▶ Given text:
Decided on August 10, 2022 SUPREME COURT OF THE STATE OF NEW YORK Appellate Division, Second Judicial Department
VALERIE BRATHWAITE NELSON, J.P.
ANGELA G. IANNACCI
PAUL WOOTEN
JOSEPH A. ZAYAS, JJ.
2020-02706
(Index No. 669/17)

[*1]Robert Flores, respondent,

v

Crescent Beach Club, LLC, et al., defendants, Lad Creative, Inc., appellant (and a third-party action).



Congdon, Flaherty, O'Callaghan, Reid, Donlon, Travis & Fishlinger, Uniondale, NY (Kathleen D. Foley of counsel), for appellant.

Sullivan Papain Block McGrath Coffinas & Cannavo, P.C., New York, NY (Brian J. Shoot and Deanne M. Caputo of counsel), for respondent.



DECISION & ORDER

In a consolidated action to recover damages for personal injuries, the defendant Lad Creative, Inc., appeals from an order of the Supreme Court, Nassau County (Karen V. Murphy, J.), dated December 12, 2019. The order, insofar as appealed from, denied that branch of that defendant's motion which was for summary judgment dismissing the complaint insofar as asserted against it.

ORDERED that the order is modified, on the law, by deleting the provision thereof denying those branches of the motion of the defendant Lad Creative, Inc., which were for summary judgment dismissing the causes of action alleging common-law negligence and violations of Labor Law §§ 200 and 241(6) insofar as asserted against it, and substituting therefor a provision granting those branches of the motion; as so modified, the order is affirmed insofar as appealed from, without costs or disbursements.

The plaintiff allegedly was injured while demolishing a rotting wooden pergola at the Crescent Beach Club in Bayville. At the time of the accident, the plaintiff was standing on top of the pergola. He cut a piece of the pergola for demolition, and immediately thereafter, the piece he was standing on gave way and he fell to the ground. The plaintiff commenced two separate personal injury actions that were later consolidated, against, among others, the defendant Lad Creative, Inc. (hereinafter Lad), alleging common-law negligence and violations of Labor Law §§ 200, 240(1), and 241(6). The plaintiff alleged that Lad acted as the general contractor on the project or as an agent of the owner.

Lad moved, inter alia, for summary judgment dismissing the complaint insofar as asserted against it. In an order dated December 12, 2019, the Supreme Court, among other things, denied that branch of Lad's motion. Lad appeals.

▶ Given request 1:
Could you switch "ceiling" to "roof" in the records from the first line up to and including the line with "[[300, 73]]", and give those lines back with everything else unchanged?

▶ Records for the exercise:
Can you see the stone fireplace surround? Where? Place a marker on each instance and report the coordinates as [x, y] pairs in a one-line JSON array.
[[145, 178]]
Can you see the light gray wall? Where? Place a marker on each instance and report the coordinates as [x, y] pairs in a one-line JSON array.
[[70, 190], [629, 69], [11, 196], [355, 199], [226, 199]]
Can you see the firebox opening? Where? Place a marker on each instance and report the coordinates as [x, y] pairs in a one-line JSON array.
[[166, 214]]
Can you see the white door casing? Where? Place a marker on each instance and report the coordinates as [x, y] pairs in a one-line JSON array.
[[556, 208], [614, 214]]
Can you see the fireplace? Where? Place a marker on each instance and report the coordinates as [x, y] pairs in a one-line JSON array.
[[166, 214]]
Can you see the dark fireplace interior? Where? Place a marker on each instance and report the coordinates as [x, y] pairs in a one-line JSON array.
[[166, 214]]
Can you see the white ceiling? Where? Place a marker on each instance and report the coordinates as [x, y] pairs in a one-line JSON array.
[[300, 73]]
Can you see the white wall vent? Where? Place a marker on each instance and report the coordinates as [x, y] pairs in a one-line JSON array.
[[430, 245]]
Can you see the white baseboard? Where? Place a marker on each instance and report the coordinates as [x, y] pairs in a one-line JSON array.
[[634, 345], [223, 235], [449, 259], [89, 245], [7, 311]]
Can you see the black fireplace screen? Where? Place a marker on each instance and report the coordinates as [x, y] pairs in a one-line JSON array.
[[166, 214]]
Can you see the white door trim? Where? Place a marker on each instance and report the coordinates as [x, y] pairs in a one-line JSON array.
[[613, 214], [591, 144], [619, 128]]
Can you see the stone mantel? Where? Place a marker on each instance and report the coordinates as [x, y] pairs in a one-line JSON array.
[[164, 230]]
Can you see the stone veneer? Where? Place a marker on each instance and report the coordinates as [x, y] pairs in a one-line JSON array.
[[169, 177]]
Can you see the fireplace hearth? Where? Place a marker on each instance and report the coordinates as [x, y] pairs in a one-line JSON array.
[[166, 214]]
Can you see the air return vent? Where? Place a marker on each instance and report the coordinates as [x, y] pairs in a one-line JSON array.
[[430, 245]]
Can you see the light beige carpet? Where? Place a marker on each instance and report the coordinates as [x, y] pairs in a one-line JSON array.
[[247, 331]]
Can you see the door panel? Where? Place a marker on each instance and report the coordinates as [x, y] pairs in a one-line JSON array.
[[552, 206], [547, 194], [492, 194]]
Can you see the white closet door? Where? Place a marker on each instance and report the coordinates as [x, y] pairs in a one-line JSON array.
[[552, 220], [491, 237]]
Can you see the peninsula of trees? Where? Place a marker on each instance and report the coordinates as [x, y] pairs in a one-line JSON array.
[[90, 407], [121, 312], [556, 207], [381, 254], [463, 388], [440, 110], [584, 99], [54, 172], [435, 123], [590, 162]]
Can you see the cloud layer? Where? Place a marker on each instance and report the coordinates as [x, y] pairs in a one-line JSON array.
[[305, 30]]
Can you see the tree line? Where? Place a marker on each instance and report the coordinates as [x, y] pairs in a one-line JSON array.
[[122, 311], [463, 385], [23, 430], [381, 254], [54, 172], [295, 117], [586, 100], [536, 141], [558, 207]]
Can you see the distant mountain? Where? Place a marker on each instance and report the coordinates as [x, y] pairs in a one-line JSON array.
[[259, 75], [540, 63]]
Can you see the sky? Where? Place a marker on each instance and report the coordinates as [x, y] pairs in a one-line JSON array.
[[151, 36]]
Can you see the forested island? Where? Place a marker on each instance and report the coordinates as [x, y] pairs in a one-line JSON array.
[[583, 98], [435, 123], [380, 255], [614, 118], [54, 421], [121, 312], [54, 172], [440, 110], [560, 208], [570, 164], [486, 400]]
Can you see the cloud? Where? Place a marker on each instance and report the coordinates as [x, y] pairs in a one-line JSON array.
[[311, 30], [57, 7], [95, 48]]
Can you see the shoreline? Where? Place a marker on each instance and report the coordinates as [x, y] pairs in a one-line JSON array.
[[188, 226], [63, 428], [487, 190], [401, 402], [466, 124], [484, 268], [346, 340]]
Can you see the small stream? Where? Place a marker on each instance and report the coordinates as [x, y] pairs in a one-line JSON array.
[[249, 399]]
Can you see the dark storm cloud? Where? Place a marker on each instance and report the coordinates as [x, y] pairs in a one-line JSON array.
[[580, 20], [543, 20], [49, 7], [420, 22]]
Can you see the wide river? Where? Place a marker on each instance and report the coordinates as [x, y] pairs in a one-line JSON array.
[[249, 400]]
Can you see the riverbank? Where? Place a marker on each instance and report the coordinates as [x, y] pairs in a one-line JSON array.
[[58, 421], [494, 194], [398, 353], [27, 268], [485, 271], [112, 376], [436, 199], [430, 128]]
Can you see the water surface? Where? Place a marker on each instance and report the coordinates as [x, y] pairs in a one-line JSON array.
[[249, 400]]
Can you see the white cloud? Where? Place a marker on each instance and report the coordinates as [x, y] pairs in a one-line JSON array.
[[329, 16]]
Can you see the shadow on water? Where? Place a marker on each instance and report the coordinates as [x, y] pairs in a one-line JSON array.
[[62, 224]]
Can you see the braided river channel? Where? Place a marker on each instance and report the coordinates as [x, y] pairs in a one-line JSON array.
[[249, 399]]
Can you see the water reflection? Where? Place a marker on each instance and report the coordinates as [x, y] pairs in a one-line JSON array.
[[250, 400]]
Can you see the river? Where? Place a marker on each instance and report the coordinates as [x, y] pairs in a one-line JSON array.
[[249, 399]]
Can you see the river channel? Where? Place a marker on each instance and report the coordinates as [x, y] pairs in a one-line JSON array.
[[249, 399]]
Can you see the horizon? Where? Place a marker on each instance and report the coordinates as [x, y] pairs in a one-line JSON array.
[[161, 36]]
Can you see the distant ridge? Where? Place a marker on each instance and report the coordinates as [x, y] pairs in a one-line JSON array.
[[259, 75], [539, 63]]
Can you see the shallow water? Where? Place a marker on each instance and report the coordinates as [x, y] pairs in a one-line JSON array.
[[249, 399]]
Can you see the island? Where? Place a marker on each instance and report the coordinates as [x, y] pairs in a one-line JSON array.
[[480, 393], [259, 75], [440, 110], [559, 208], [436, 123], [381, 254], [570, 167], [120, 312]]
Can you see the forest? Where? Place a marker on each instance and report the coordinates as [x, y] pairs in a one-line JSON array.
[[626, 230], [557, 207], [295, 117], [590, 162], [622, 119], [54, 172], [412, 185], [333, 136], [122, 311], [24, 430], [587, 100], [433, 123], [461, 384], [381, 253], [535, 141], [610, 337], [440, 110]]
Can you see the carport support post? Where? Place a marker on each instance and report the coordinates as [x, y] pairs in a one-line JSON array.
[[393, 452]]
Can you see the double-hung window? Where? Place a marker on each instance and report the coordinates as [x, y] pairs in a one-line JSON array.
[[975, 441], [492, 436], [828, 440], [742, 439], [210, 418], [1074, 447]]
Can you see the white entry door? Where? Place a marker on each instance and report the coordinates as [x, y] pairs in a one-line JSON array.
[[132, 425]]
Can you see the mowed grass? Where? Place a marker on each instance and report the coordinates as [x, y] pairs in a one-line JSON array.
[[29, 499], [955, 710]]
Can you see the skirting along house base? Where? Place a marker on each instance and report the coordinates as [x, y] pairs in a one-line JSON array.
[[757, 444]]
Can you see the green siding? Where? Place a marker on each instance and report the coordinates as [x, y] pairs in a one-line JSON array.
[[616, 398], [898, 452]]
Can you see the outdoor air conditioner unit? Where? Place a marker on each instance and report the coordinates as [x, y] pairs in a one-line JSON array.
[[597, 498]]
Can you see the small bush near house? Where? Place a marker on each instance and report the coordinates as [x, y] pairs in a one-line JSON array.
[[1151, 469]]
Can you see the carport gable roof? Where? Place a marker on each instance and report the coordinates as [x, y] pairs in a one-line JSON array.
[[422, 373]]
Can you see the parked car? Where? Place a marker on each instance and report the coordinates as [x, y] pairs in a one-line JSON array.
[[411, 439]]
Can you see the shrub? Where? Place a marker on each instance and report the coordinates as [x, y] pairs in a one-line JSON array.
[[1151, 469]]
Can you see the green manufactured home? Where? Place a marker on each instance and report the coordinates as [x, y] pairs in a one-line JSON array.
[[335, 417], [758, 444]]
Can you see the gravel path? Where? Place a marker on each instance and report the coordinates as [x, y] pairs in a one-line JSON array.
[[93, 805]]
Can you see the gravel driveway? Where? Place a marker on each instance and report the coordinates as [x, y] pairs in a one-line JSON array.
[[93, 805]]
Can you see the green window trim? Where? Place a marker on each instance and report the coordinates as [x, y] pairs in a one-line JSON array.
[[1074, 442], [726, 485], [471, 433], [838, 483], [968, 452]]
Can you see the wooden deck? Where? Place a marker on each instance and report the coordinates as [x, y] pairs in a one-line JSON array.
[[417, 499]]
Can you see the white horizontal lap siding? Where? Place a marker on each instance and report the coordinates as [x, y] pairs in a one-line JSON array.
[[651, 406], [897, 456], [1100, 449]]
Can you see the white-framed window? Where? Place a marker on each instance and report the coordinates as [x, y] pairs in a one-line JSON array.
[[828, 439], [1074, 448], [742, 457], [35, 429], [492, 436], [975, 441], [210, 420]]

▶ Given request 2:
How would the court decision on Lad's appeal continue from its last sentence?

▶ Task response 1:
Can you see the stone fireplace surround? Where? Place a marker on each instance and report the coordinates as [x, y] pairs in a one-line JSON array.
[[145, 178]]
Can you see the light gray wall? Where? Place a marker on each instance and report the coordinates as [x, y] pairs in a one-line JSON array.
[[70, 190], [629, 69], [11, 196], [355, 199], [226, 199]]
Can you see the firebox opening? Where? Place a marker on each instance and report the coordinates as [x, y] pairs in a one-line JSON array.
[[166, 214]]
Can you see the white door casing? Where? Place a marker on each instance and report the coordinates as [x, y] pairs in a one-line JSON array.
[[556, 208], [614, 214]]
Can you see the fireplace? Where? Place a marker on each instance and report the coordinates as [x, y] pairs in a one-line JSON array.
[[166, 214]]
Can you see the dark fireplace interior? Where? Place a marker on each instance and report the coordinates as [x, y] pairs in a one-line JSON array.
[[166, 214]]
Can you see the white roof? Where? Place a marker on each instance and report the coordinates as [x, y] pairs in a one-line JSON array.
[[300, 73]]

▶ Task response 2:
"Labor Law § 240(1) imposes upon owners and general contractors, and their agents, a nondelegable duty to provide safety devices necessary to protect workers from risks inherent in elevated work sites" (McCarthy v Turner Constr., Inc., 17 NY3d 369, 374). Similarly, "Labor Law [*2]§ 241(6), by its very terms, imposes a nondelegable duty of reasonable care upon owners and contractors 'to provide reasonable and adequate protection and safety' to persons employed in, or lawfully frequenting, all areas in which construction, excavation or demolition work is being performed" (Rizzuto v L.A. Wenger Contr. Co., 91 NY2d 343, 348).

A party is a contractor subject to liability under Labor Law §§ 240(1) and 241(6) when it is responsible for coordinating and supervising the project and has a concomitant power to enforce safety standards and to hire responsible contractors (see Londono v Dalen, LLC, 204 AD3d 658; Valdez v Turner Constr. Co., 171 AD3d 836, 839; Williams v Dover Home Improvement, 276 AD2d 626, 626). "A party is deemed to be an agent of an owner or general contractor under the Labor Law when it has the 'ability to control the activity which brought about the injury'" (Guclu v 900 Eighth Ave. Condominium, LLC, 81 AD3d 592, 593, quoting Walls v Turner Constr. Co., 4 NY3d 861, 863-864; see Russin v Louis N. Picciano & Son, 54 NY2d 311, 317-318).

Here, Lad failed to establish, prima facie, that it was not acting as a general contractor or agent of the owner of the premises when the accident occurred (see Londono v Dalen, LLC, 204 AD3d 658; Fumo v NAB Constr. Corp., 289 AD2d 442, 443). The evidence submitted in support its motion demonstrated, inter alia, that Lad's owner was involved with the hiring of the plaintiff's employer for the pergola demolition and replacement, that he provided some oversight on the job and some direction to the workers, and that he was present at the time of the accident. Since Lad failed to make a prima facie showing that it was not a general contractor or agent of the owner, the Supreme Court properly denied that branch of its motion which was for summary judgment dismissing the Labor Law § 240(1) cause of action insofar as asserted against it, without regard to the sufficiency of the opposition papers (see Winegrad v New York Univ. Med. Ctr., 64 NY2d 851, 853).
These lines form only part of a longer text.